## Start DATASET RECORDS

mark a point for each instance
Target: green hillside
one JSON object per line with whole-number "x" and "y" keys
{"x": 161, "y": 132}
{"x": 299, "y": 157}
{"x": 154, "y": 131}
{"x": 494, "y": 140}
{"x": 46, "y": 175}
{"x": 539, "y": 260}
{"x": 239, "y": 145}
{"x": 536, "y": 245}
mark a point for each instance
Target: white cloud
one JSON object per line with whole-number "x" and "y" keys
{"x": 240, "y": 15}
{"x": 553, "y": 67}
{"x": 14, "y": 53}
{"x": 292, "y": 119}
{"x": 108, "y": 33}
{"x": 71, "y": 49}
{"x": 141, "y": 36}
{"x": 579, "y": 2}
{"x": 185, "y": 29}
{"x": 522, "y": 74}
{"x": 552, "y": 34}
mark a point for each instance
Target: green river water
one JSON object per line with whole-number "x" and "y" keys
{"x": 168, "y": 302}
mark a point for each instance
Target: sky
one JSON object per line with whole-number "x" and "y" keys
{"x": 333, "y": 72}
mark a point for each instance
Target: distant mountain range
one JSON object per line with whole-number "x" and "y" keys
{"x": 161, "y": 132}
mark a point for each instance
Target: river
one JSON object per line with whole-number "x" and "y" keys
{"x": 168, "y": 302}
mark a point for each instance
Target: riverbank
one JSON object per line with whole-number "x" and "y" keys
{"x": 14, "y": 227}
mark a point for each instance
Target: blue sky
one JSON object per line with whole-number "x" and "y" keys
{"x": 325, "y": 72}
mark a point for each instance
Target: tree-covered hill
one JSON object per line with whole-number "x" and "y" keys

## End DATASET RECORDS

§ AIM OF THE EXERCISE
Can you lay out every line of the material above as a Markdown table, with a "Row" column for the row number and a "Line" column for the line itself, leaving out any blank lines?

§ FINISHED ANSWER
| Row | Line |
|---|---|
| 1 | mark a point for each instance |
| 2 | Target: green hillside |
| 3 | one JSON object per line with whole-number "x" and "y" keys |
| 4 | {"x": 161, "y": 132} |
| 5 | {"x": 299, "y": 157} |
| 6 | {"x": 154, "y": 131} |
| 7 | {"x": 494, "y": 140} |
| 8 | {"x": 46, "y": 175} |
| 9 | {"x": 539, "y": 260} |
| 10 | {"x": 239, "y": 145} |
| 11 | {"x": 536, "y": 245} |
| 12 | mark a point for each instance |
| 13 | Target: white cloud |
| 14 | one JSON object per line with whole-number "x" and "y" keys |
| 15 | {"x": 240, "y": 15} |
| 16 | {"x": 553, "y": 67} |
| 17 | {"x": 14, "y": 53} |
| 18 | {"x": 292, "y": 119} |
| 19 | {"x": 108, "y": 33} |
| 20 | {"x": 71, "y": 49} |
| 21 | {"x": 141, "y": 36} |
| 22 | {"x": 579, "y": 2} |
| 23 | {"x": 185, "y": 29} |
| 24 | {"x": 522, "y": 74} |
| 25 | {"x": 552, "y": 34} |
| 26 | mark a point for each instance |
| 27 | Target: green river water |
| 28 | one JSON object per line with whole-number "x" and "y" keys |
| 29 | {"x": 168, "y": 302} |
| 30 | mark a point for each instance |
| 31 | Target: sky |
| 32 | one JSON object per line with whole-number "x" and "y" keys |
| 33 | {"x": 333, "y": 72} |
| 34 | mark a point for each instance |
| 35 | Target: distant mountain range |
| 36 | one JSON object per line with whole-number "x" and "y" keys |
| 37 | {"x": 161, "y": 132} |
| 38 | mark a point for each instance |
| 39 | Target: river |
| 40 | one JSON object per line with whole-number "x" and "y" keys |
| 41 | {"x": 168, "y": 302} |
| 42 | mark a point for each instance |
| 43 | Target: riverbank |
| 44 | one JSON object per line with whole-number "x" and "y" keys |
| 45 | {"x": 14, "y": 227} |
| 46 | mark a point for each instance |
| 47 | Target: blue sky |
| 48 | one JSON object per line with whole-number "x" and "y" keys |
| 49 | {"x": 325, "y": 72} |
| 50 | mark a point for each instance |
| 51 | Target: tree-covered hill |
| 52 | one JSON object per line with whole-number "x" and "y" keys |